TEXT TO READ:
Would this be attributed to death due to ageing?
snip > 7. February 16, 2001: The owner reported that North Anna Unit 2 in
Virginia had been forced to shut down due to leakage exceeding ten gallons
per minute from the reactor coolant system. The owner determined "The cause
of the stem packing material failure below the lantern ring is attributed to
ageing" [emphasis added].<snip
Again an example where it would appear that there were no other factors
involved.
No suggestion of improper materials, design, installation or maintenance.
snip > 8. April 2, 2001: The owner reported that San Onofre Unit 3 in
California automatically shut down after an electrical breaker failed and
started a fire. The failed breaker was reportedly 25 years old and scheduled
for inspection next year. The owner "will implement modifications to
appropriate preventative maintenance [emphasis added] procedures to address
the apparent failure causes."<snip
This is a difficult incident to asses based on the available information.
As the
response of the operator is to "implement modifications to appropriate
preventative
maintenance procedures" coupled with the fact that the fault occurred 12
hours after
restart following a refuelling outage, it is possible that this was a
"maintenance induced
failure" rather than ageing. I would be interested in further information if
it is available.

DATA:
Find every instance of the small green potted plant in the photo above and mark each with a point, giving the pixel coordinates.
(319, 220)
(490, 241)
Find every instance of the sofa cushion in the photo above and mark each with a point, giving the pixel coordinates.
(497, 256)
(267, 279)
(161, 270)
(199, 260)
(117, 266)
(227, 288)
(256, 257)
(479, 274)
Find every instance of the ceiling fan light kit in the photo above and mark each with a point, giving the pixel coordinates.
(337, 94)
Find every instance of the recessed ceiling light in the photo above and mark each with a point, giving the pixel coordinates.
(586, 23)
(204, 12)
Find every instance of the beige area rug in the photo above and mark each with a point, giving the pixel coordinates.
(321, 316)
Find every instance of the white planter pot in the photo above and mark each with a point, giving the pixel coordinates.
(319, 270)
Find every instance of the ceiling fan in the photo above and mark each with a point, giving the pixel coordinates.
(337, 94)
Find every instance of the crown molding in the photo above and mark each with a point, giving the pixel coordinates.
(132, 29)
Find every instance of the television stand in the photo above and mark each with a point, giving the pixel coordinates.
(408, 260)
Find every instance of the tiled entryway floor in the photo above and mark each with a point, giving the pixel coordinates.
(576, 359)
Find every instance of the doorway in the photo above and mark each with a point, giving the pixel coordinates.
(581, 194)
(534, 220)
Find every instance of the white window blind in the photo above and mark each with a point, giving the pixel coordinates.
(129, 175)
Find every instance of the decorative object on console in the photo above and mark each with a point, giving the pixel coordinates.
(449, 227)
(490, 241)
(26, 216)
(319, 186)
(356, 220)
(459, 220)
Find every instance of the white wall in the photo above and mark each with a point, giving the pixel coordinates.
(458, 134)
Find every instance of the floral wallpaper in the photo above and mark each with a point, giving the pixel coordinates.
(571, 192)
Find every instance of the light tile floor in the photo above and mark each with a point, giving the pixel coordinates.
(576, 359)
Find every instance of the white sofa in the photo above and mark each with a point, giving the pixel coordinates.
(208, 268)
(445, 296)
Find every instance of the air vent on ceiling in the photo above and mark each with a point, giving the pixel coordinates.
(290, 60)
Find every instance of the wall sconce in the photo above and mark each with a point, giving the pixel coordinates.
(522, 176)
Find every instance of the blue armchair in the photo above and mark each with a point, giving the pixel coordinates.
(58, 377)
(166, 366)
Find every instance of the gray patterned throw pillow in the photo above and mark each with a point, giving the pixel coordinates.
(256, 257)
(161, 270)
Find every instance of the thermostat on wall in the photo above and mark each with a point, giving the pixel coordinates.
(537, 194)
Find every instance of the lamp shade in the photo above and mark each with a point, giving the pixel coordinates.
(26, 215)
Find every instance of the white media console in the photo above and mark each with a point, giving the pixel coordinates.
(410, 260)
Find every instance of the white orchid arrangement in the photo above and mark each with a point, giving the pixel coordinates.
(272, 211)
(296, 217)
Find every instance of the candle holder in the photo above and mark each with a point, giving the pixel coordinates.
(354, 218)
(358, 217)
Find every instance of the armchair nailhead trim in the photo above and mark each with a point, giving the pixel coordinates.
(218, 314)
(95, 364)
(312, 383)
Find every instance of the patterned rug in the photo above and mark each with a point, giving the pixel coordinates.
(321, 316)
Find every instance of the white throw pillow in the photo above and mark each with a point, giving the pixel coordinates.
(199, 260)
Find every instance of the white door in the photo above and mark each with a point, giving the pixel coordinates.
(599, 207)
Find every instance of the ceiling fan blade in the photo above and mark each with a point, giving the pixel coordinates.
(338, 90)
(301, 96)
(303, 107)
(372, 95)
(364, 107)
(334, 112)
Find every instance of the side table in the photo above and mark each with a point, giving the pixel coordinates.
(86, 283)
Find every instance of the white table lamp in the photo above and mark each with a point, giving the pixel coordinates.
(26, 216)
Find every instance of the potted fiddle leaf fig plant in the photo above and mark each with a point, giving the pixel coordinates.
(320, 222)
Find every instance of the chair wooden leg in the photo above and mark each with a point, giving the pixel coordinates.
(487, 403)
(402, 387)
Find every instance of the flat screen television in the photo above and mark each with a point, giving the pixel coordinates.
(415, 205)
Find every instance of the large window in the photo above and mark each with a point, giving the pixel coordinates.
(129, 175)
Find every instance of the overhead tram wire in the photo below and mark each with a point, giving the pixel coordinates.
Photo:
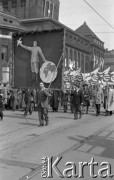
(99, 15)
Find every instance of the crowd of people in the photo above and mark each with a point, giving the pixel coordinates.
(79, 98)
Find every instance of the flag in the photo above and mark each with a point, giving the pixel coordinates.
(106, 70)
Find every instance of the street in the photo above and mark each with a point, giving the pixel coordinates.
(23, 144)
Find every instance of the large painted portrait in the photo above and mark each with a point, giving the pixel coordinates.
(36, 57)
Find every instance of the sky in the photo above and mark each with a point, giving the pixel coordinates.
(73, 13)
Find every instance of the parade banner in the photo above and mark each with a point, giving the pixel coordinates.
(71, 77)
(30, 67)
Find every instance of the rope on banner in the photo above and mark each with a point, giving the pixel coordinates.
(55, 71)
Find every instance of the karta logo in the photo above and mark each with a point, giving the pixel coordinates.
(106, 77)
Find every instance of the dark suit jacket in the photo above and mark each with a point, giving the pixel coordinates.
(77, 97)
(42, 98)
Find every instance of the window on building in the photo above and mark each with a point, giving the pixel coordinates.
(23, 3)
(5, 5)
(47, 11)
(10, 21)
(14, 4)
(4, 55)
(5, 20)
(51, 10)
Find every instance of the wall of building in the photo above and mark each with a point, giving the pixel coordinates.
(33, 9)
(109, 59)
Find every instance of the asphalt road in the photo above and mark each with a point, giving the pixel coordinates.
(23, 144)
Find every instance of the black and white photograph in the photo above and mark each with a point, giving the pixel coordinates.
(56, 89)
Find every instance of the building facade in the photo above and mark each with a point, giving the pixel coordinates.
(109, 59)
(96, 46)
(8, 24)
(25, 9)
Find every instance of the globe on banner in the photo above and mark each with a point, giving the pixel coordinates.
(48, 72)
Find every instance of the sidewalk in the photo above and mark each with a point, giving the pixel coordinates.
(23, 144)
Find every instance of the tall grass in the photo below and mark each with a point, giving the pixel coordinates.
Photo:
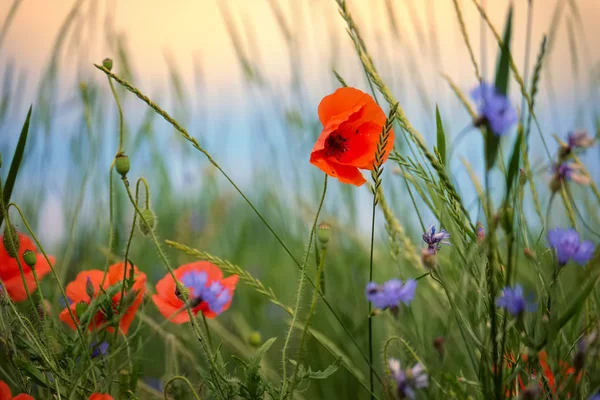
(300, 325)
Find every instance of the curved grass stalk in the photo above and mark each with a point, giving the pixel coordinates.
(299, 292)
(197, 146)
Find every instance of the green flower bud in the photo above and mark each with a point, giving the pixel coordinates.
(255, 338)
(148, 216)
(30, 258)
(323, 233)
(10, 234)
(107, 63)
(80, 309)
(429, 258)
(89, 288)
(507, 218)
(182, 294)
(122, 164)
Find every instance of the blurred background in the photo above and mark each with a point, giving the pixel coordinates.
(245, 78)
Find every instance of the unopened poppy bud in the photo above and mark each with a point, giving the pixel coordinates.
(30, 258)
(11, 240)
(522, 177)
(80, 308)
(182, 294)
(122, 164)
(439, 345)
(532, 392)
(148, 226)
(107, 63)
(323, 233)
(255, 338)
(429, 258)
(129, 298)
(480, 232)
(506, 218)
(530, 254)
(89, 288)
(555, 183)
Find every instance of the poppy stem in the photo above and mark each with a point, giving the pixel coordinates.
(370, 305)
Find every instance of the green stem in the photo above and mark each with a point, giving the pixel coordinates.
(313, 306)
(371, 384)
(181, 378)
(299, 293)
(197, 146)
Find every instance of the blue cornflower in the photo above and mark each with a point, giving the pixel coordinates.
(494, 108)
(434, 239)
(579, 140)
(567, 245)
(407, 381)
(215, 295)
(391, 293)
(514, 301)
(99, 349)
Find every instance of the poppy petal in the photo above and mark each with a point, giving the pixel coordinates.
(344, 173)
(5, 393)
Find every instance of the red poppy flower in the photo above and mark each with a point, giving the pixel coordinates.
(10, 275)
(6, 394)
(208, 291)
(534, 369)
(101, 396)
(77, 292)
(352, 124)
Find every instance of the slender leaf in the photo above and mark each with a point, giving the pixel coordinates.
(513, 167)
(16, 162)
(492, 141)
(441, 136)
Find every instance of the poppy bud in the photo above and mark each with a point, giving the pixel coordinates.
(255, 338)
(11, 240)
(323, 233)
(182, 294)
(148, 216)
(30, 258)
(438, 344)
(81, 308)
(507, 218)
(532, 392)
(555, 183)
(89, 288)
(129, 298)
(107, 63)
(522, 177)
(429, 258)
(122, 164)
(530, 254)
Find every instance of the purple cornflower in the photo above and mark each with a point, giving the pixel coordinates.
(494, 108)
(567, 244)
(215, 295)
(99, 349)
(514, 301)
(391, 293)
(434, 239)
(579, 140)
(407, 381)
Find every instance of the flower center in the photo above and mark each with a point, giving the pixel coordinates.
(335, 144)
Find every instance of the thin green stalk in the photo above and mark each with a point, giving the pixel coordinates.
(181, 378)
(313, 306)
(197, 146)
(299, 292)
(371, 384)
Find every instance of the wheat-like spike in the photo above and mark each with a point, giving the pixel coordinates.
(230, 268)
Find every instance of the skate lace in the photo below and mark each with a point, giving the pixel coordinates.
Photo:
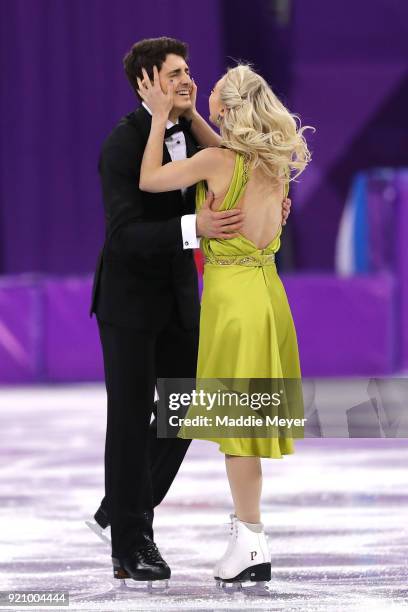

PROBLEMS AND TASKS:
1. Answer these from the text on nuclear plant shutdowns:
(a) What leakage rate forced North Anna Unit 2 to shut down?
(b) How old was the failed breaker at San Onofre Unit 3?
(c) How long after restart did the San Onofre fault occur?
2. Write the next part of the text on nuclear plant shutdowns, starting after its final sentence.

RESULTS OF THE TASKS:
1.
(a) More than ten gallons per minute from the reactor coolant system.
(b) About 25 years old.
(c) 12 hours after restart following a refuelling outage.

2.
snip > 9. April 23, 2001: The owner reported that South Texas Project Unit 2
in
Texas had been forced to shut down after actions in the plant's electrical
switchyard tripped all three pumps supplying cooling water to the main
condenser. The pumps stopped running after workers took one electrical
circuit out of service thinking that a backup circuit was available to take
up the load. However, the backup circuit was also out of service because an
electrical breaker had remained opened after workers tried to close it. The
breaker's failure was attributed by the owner to "accelerated wear of the
components" [i.e., ageing].<snip
In this instance although the operator has identified "accelerated wear of
the
components" of the failed circuit breaker, it was not the failure of the
circuit
breaker that caused the shutdown, but rather issues relating to work
planning
and work control. The plant was operating satisfactorily without the
faulty
circuit breaker in service. The plant tripped when an operating electrical
circuit
was removed from service without confirming that the alternative supply was
available and healthy. In addition it is also not clear what had caused the
accelerated wear of the components in the failed circuit breaker. I don't
believe that you should consider the failure of items of plant and equipment
due to poor design, manufacture, installation, maintenance or operation as
" age related" failures. Plant and equipment can fail rapidly if it is not
designed
for the purpose in which it is used. If you buy a car and some of the
components
in the engine have been manufactured from mild steel and not hardened steel,
these components fail after only a few thousand miles due to excessive wear
is this
an age related defect. What if you buy a new home cinema system and have
it
installed inside a cabinet so that its major components are not visible.
If the installer
does not allow sufficient room around the components for the heat to
dissipate and
be removed then they may fail soon after installation due to overheating.
Is this an
age related defect? You buy a new car and never have it serviced, routine
oil
changes etc. The engine fails after two or three years due to excessive
wear, is
this an age related defect? If you use a crane rated for 5 tonnes to lift
7.5 tonne loads and it fails after a number of lifting operations due to
excessive
wear of the components is this an age related defect?
As it is getting late I'm not going to continue looking in detail at the
remaining
incidents. There are however still some points I would like to discuss.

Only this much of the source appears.